[Dataset excerpts]
*** Begin section ***

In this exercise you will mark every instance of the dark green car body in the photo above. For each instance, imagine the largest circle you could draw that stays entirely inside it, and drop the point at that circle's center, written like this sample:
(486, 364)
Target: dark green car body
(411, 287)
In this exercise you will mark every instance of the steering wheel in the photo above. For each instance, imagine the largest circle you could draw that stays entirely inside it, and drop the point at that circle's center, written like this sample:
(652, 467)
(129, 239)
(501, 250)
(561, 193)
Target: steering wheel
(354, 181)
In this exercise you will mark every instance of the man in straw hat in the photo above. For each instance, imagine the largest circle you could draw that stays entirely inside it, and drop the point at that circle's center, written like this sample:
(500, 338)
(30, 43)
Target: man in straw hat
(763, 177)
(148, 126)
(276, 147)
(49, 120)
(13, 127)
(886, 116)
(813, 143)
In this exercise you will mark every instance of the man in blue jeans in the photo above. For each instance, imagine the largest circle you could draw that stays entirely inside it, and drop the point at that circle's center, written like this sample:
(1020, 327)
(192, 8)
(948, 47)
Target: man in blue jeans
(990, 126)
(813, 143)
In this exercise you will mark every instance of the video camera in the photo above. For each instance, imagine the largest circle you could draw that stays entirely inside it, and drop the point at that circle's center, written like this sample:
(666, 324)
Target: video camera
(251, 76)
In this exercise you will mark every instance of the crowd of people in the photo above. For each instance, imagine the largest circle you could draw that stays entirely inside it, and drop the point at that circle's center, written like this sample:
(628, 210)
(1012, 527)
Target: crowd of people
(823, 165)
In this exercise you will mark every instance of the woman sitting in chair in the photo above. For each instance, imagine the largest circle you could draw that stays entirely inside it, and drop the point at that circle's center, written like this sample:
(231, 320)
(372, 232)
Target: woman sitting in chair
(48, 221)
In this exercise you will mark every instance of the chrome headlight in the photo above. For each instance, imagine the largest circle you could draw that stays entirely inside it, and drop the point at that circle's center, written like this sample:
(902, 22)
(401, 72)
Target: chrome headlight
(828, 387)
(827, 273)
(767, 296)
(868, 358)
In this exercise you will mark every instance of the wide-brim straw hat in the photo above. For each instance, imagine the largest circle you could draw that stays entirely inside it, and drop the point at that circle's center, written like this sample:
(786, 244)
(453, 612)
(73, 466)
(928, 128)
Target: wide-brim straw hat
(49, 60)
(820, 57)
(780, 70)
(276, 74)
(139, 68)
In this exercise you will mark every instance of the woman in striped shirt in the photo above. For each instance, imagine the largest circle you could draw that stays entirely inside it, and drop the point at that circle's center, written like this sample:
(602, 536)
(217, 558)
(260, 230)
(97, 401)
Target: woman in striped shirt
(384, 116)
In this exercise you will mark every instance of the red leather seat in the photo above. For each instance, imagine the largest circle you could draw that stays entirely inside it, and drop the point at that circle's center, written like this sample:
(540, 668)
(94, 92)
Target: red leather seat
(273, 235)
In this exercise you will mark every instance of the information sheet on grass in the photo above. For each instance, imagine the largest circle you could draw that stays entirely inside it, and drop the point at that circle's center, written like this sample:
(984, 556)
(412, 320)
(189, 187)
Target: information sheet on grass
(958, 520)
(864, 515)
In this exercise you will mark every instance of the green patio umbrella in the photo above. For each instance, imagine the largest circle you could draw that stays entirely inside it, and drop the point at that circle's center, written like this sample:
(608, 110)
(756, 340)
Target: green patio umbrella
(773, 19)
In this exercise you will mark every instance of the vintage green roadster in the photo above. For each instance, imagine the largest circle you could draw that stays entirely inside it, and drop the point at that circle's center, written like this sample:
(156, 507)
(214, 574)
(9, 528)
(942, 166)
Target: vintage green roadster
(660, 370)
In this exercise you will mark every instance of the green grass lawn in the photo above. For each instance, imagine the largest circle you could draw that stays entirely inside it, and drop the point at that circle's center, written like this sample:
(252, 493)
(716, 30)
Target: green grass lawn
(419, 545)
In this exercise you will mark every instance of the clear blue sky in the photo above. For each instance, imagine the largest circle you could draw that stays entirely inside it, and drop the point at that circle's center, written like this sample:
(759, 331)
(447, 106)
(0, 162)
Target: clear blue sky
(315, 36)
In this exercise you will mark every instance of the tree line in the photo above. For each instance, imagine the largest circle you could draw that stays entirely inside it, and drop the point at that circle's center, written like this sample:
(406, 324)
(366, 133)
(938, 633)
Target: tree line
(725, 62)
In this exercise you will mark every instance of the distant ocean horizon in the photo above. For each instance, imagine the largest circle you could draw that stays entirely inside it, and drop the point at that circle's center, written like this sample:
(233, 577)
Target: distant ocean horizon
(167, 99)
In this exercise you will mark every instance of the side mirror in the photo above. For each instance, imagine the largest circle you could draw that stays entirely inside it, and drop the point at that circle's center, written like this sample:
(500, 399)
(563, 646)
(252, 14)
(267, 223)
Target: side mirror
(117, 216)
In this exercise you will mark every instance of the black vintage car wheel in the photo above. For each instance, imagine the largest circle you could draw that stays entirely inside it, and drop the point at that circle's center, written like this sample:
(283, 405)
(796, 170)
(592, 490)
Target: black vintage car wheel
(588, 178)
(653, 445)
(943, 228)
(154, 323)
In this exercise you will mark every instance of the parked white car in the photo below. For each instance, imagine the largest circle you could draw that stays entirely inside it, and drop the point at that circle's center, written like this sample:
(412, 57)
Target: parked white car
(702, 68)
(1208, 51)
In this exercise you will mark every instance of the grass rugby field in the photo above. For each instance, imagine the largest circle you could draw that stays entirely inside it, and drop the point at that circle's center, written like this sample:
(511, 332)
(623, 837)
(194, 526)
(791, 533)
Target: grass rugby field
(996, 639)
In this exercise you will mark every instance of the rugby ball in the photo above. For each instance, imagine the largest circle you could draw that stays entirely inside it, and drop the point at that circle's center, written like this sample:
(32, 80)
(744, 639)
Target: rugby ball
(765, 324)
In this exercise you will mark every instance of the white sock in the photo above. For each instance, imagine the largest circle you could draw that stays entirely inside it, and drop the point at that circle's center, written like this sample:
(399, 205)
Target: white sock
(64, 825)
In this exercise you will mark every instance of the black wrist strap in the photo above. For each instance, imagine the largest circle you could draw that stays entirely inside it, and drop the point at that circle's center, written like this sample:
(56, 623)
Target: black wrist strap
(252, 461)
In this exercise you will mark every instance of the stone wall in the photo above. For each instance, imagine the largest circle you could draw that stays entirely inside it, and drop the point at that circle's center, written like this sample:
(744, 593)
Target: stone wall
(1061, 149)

*** End section ***

INSTRUCTIONS FOR THE TASK: Copy each line of the data above without altering a single character.

EXERCISE SOLUTION:
In this exercise you will mark every instance of the dark green car body in the photo above. For each instance, imagine the largest circle you could draw that stays entirely inside it, and drop the point at that circle's center, written like this sample:
(486, 364)
Target: dark green car body
(411, 287)
In this exercise you will mark every instance of the steering wheel in the photo above. For each instance, imagine the largest circle you could draw that stays entirely inside it, and drop the point at that circle's center, written like this sample:
(652, 467)
(129, 239)
(501, 250)
(561, 193)
Target: steering wheel
(354, 181)
In this exercise you will mark every instance of the man in straw hat in the photo above. For each instance, imagine the largest circle you could draw that stays entirely inside it, and drop the point at that circle's center, written like this sample:
(500, 338)
(30, 43)
Target: man in straw hat
(763, 177)
(148, 126)
(276, 147)
(49, 120)
(13, 127)
(886, 116)
(813, 143)
In this exercise you will mark every instance of the man in blue jeans in the photo above. For each instance, imagine the largest circle you could draw that stays entirely inside it, and drop the point at that circle's center, written like this sample:
(1020, 327)
(192, 8)
(948, 47)
Target: man in blue jeans
(990, 126)
(813, 143)
In this exercise you will mark every instance of the video camera in the photo above. For each instance, imagine the largest circle you could draw that stays entirely inside it, and drop the point at that circle's center, written like this sample:
(666, 324)
Target: video camera
(251, 76)
In this exercise you will mark every instance of the crowd of people in the photo above. For each instance, imagine the largest circle you could draw that stays entirely inside it, and drop the point at that circle's center, written like this sample:
(628, 210)
(1012, 527)
Target: crowd of people
(823, 165)
In this exercise you will mark every instance of the woman sitting in chair in the photo above. For each instance, imagine the largest circle you could draw that stays entirely inside it, and drop the point at that circle's center, written like this sample:
(231, 320)
(372, 232)
Target: woman sitting in chair
(48, 221)
In this exercise you will mark every instance of the chrome headlight in the photo above. For each instance, imagine the largest circle you could draw that stays entirely inside it, and drop the point at that circle's center, written like this sample:
(902, 22)
(401, 72)
Target: chrome headlight
(828, 387)
(827, 273)
(767, 296)
(868, 358)
In this exercise you will mark every instance of the wide-brim straw hat in the photo above. For each instance, imagine the largest circle you could draw that stays entirely inside it, and drop the point at that circle's center, written like this sample:
(786, 244)
(453, 612)
(73, 466)
(928, 128)
Target: wide-brim straw hat
(49, 60)
(820, 57)
(780, 70)
(276, 74)
(139, 68)
In this exercise you will mark every instance of the woman in striped shirt in the photo above. For each instance, imagine the largest circle you could draw that stays entirely inside it, and drop the point at that circle's center, written like this sample:
(602, 536)
(217, 558)
(260, 230)
(97, 401)
Target: woman in striped shirt
(384, 116)
In this exercise you will mark every instance of the red leather seat in the photo above. For each instance, imagine the largest circle you could draw that stays entirely inside it, and drop the point at that circle's center, written like this sample:
(540, 668)
(94, 92)
Target: red leather seat
(273, 235)
In this exercise you will mark every instance of the information sheet on grass in the photo above. For each instance, imagine the largest circle you could draw that stays entirely inside it, and drop the point at that circle's center, written like this sample:
(984, 556)
(412, 320)
(189, 187)
Target: information sheet on grass
(958, 520)
(864, 515)
In this exercise you will mark every instance of the green patio umbrella in the photo above. For each instance, imagine the largest circle you could draw that stays entirely inside it, and drop the point at that circle's center, written like this sample:
(608, 110)
(756, 340)
Target: green patio umbrella
(773, 19)
In this exercise you will mark every instance of the vintage green roadster in the photo above. For each instance, imagine the largest circle you could draw that stays entirely inside it, and drop the point at that circle's center, written like this sample:
(156, 507)
(214, 574)
(9, 528)
(942, 166)
Target: vintage green roadster
(660, 370)
In this exercise you will mark every instance of the green grass lawn in the photo above. For each instance, imagine the largest circle you could draw that stays entirely inside it, and drop the point at that circle's center, written like this sample:
(252, 493)
(716, 30)
Target: green grass lawn
(419, 545)
In this exercise you will mark every instance of the clear blue sky in the photo above. For each instance, imagine the largest circle you could draw that stays entirely inside it, and drop the point at that circle's center, written like this sample:
(759, 331)
(447, 106)
(0, 162)
Target: clear blue sky
(315, 36)
In this exercise you will mark every instance of the tree line in the photo above. For each instance, imagine the largest circle you could draw that stays entirely inside it, and drop the point at that circle's center, written like this sample:
(406, 324)
(366, 133)
(938, 633)
Target: tree line
(725, 62)
In this exercise you will mark every instance of the distant ocean horizon in the photo above. For each instance, imagine the largest circle you could draw that stays entirely inside it, and drop the point at that circle's center, written like this sample:
(233, 577)
Target: distant ocean horizon
(167, 99)
In this exercise you will mark every instance of the side mirror in the photo above. For each instance, imagine the largest circle you could draw that stays entirely inside it, and drop the point at that circle's center, written like this sample:
(500, 399)
(563, 646)
(252, 14)
(267, 223)
Target: side mirror
(117, 216)
In this exercise you will mark every instance of the black vintage car wheel in the photo above. For each instance, imagine the largest circle you could draw that stays entirely inside it, and drop the point at that circle's center, written like this sample:
(283, 405)
(796, 170)
(592, 490)
Target: black vintage car wheel
(588, 178)
(653, 445)
(943, 228)
(154, 323)
In this exercise you will mark every instance of the parked white car in the photo below. For each instance, imagine the largest circle you could draw that stays entirely inside it, and drop the point at that circle's center, written like this sample:
(412, 57)
Target: parked white car
(702, 68)
(1208, 51)
In this exercise you will mark every instance of the grass rugby field in the photo above. For each instance, imagine the largest circle you could draw that stays entirely inside it, and drop the point at that circle's center, written like this sample:
(511, 332)
(623, 837)
(194, 526)
(791, 533)
Target: grass rugby field
(996, 639)
In this exercise you will mark every instance of the rugby ball in the photo above. For each instance, imagine the largest circle you could draw that stays entirely inside it, and drop the point at that circle's center, written like this sample:
(32, 80)
(744, 639)
Target: rugby ball
(765, 324)
In this exercise you will mark every instance of the white sock in the photo above. For each instance, imagine the largest circle you could draw that stays entirely inside it, and drop the point at that circle's center, written like this sample:
(399, 205)
Target: white sock
(64, 825)
In this exercise you will mark every instance of the black wrist strap in the photo above. For each instance, imagine the largest circle you could draw that stays entirely inside it, and drop the point at that circle's center, written like this sample:
(56, 623)
Target: black wrist strap
(252, 461)
In this exercise you will mark every instance of the stone wall in the photo above. For each instance, imagine the largest circle you could draw that stays entirely inside it, and drop the point at that circle's center, written like this sample:
(744, 593)
Target: stone wall
(1061, 149)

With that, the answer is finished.